* **Required task**: Collect every line below that contains the word "traffic", matching its case exactly.

* **Dataset records**:
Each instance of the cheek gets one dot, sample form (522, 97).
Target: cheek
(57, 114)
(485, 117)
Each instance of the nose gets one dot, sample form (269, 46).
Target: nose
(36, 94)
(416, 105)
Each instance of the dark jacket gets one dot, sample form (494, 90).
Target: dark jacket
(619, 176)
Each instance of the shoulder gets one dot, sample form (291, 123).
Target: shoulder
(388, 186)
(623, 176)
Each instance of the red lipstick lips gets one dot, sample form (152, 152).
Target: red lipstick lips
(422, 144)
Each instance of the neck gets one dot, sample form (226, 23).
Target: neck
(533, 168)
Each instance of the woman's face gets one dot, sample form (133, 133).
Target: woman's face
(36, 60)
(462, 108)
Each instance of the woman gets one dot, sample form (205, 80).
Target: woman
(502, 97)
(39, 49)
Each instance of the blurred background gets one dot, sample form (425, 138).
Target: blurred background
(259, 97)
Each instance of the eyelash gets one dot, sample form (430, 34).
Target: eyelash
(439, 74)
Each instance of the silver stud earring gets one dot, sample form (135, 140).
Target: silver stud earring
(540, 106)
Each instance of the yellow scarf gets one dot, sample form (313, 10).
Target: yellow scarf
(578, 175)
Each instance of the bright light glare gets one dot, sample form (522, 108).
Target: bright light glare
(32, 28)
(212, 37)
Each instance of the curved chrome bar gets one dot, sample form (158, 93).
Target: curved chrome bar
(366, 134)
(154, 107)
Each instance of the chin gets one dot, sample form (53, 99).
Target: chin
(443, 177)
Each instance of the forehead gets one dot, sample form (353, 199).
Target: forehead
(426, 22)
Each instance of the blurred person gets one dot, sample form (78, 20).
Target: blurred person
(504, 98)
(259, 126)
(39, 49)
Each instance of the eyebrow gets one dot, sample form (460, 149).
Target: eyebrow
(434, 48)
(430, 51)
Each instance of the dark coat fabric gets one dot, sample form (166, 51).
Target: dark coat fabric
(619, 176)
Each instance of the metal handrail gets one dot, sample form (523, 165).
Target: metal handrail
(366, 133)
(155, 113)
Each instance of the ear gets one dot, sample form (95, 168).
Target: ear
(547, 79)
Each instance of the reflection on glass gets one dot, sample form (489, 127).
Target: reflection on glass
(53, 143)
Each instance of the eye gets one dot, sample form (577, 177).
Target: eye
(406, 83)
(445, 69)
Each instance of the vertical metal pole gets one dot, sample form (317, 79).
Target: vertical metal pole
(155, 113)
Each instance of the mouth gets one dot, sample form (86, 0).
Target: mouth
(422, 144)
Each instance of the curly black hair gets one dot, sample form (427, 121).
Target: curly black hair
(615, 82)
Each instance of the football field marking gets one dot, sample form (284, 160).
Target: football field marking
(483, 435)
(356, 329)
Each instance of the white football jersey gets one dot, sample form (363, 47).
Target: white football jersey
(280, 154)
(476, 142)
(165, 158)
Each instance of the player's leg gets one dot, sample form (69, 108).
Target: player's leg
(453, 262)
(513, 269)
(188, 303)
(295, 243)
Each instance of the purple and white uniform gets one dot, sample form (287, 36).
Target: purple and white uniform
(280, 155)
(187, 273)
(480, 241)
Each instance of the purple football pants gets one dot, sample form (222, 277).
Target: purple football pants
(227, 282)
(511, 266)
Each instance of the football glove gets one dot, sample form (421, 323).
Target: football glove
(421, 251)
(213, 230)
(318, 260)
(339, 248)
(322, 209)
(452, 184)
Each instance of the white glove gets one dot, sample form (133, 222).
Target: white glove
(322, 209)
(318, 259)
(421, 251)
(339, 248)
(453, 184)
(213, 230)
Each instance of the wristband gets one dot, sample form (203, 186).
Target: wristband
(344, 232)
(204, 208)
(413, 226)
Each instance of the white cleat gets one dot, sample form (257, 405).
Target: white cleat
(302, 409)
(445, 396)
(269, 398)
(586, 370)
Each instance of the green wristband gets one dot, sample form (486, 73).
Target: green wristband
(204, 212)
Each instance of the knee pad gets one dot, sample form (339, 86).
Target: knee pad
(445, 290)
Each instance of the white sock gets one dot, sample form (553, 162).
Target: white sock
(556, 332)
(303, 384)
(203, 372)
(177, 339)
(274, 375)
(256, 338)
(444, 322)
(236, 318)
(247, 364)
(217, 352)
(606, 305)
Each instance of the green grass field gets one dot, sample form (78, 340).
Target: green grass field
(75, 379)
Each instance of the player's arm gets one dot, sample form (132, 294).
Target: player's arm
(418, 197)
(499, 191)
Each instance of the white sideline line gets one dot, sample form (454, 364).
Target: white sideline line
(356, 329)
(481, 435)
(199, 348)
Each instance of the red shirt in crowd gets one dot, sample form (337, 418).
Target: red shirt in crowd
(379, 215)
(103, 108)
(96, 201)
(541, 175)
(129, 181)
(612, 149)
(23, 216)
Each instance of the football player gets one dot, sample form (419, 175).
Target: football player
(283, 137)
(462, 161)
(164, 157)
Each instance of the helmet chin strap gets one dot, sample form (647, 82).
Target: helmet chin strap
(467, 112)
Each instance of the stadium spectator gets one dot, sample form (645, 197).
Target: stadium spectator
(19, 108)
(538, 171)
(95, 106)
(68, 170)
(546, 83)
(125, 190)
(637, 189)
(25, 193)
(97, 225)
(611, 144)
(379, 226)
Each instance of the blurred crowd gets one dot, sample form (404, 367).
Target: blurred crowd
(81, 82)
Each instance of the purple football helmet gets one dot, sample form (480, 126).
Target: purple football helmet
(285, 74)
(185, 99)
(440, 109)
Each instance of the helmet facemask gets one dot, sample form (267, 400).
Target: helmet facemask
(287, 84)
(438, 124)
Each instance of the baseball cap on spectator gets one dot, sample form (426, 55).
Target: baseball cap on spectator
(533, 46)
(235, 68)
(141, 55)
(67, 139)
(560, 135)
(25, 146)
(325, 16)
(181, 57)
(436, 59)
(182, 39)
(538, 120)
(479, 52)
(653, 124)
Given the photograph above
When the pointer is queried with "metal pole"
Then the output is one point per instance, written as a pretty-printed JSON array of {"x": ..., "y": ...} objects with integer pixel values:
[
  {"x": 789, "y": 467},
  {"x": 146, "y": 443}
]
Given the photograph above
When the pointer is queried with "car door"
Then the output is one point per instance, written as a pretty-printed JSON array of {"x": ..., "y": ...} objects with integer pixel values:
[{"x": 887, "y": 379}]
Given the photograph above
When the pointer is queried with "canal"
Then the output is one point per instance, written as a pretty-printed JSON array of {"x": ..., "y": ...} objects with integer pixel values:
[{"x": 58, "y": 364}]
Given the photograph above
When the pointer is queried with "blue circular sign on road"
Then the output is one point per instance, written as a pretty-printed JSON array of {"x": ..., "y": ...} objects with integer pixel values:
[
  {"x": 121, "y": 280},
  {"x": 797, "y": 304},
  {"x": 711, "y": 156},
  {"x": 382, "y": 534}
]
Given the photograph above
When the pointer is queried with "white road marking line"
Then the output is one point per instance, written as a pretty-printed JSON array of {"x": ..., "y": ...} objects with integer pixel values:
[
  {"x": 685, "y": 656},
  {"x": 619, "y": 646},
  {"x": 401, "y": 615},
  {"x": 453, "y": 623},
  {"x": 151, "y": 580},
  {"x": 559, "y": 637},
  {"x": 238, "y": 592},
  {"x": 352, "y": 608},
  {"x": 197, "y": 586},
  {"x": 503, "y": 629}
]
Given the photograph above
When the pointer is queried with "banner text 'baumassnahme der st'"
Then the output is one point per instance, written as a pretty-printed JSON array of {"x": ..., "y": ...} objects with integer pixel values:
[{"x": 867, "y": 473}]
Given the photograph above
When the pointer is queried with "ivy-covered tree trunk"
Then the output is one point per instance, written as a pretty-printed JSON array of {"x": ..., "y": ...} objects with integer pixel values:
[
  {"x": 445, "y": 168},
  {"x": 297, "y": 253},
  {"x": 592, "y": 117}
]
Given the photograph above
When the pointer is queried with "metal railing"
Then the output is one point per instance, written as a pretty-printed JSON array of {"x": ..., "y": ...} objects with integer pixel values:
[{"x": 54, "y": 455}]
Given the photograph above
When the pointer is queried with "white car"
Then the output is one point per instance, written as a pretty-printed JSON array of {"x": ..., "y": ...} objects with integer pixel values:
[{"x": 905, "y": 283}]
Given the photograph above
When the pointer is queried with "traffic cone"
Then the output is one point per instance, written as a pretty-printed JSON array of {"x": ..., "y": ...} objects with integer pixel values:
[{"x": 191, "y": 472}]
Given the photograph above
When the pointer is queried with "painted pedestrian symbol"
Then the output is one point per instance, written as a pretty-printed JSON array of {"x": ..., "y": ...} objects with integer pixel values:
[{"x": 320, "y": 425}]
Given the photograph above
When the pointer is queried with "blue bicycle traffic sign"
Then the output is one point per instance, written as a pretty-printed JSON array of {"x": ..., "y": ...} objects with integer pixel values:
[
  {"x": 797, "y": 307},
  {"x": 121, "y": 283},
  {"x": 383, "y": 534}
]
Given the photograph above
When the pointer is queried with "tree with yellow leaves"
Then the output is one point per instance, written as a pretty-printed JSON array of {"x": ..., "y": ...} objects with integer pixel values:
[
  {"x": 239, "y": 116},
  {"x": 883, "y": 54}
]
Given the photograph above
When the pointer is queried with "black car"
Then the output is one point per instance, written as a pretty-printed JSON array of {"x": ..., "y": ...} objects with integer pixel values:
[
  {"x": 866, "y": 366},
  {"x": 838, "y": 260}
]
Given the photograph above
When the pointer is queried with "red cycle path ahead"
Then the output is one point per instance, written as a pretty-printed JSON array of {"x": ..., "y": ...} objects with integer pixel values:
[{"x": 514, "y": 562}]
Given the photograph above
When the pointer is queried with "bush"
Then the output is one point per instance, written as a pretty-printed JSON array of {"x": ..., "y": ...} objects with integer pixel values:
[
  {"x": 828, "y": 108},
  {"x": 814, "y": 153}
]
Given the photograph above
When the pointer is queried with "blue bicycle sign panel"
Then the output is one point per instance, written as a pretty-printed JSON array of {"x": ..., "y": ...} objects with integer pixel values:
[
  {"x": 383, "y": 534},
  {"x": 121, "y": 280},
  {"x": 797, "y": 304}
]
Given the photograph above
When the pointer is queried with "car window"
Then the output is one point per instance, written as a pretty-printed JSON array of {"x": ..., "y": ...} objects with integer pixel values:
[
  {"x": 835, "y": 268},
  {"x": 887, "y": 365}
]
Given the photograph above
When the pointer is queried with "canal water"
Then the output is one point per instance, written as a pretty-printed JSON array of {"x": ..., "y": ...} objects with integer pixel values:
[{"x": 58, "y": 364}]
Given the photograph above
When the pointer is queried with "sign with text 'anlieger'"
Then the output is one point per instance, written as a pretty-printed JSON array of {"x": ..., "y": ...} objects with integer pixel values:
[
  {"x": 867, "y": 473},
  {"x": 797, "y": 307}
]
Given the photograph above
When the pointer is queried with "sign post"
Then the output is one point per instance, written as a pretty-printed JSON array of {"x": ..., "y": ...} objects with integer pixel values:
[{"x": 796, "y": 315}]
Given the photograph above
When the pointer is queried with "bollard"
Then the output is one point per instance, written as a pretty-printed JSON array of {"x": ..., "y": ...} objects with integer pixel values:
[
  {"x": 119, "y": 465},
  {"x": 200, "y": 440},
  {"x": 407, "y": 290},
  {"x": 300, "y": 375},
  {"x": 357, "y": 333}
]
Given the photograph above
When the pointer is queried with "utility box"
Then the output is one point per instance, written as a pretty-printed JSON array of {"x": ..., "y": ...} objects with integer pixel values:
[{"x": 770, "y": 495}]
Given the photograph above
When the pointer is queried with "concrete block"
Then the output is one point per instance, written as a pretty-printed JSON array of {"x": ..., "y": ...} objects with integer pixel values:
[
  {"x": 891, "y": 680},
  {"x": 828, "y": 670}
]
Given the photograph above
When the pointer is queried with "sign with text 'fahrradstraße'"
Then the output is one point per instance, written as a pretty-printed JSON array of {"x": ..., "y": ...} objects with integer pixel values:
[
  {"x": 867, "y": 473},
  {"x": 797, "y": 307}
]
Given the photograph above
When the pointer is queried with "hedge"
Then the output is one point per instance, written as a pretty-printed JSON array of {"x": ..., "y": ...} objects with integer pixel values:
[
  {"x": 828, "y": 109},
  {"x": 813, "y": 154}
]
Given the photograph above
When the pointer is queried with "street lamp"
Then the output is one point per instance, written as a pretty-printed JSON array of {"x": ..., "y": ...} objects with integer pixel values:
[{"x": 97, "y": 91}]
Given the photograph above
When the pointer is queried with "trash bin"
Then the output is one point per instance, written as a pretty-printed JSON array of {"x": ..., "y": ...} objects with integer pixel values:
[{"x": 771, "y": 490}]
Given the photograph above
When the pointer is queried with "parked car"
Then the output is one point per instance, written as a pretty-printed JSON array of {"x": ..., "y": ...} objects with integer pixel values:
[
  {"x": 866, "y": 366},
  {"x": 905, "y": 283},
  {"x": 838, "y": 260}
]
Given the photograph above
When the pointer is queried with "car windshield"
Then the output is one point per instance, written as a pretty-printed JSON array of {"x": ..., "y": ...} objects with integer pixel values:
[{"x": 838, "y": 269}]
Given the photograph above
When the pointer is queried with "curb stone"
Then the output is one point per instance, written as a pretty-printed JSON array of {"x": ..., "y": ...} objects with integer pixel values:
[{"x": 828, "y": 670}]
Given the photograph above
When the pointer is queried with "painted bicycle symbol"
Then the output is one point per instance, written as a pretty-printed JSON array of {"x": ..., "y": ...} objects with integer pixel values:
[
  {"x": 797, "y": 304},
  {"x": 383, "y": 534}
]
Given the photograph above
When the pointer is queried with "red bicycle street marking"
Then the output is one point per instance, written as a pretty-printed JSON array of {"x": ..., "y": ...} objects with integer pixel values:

* **Solution to the problem**:
When the pointer is queried with "traffic cone"
When the pointer is queried with "blue bicycle traffic sign"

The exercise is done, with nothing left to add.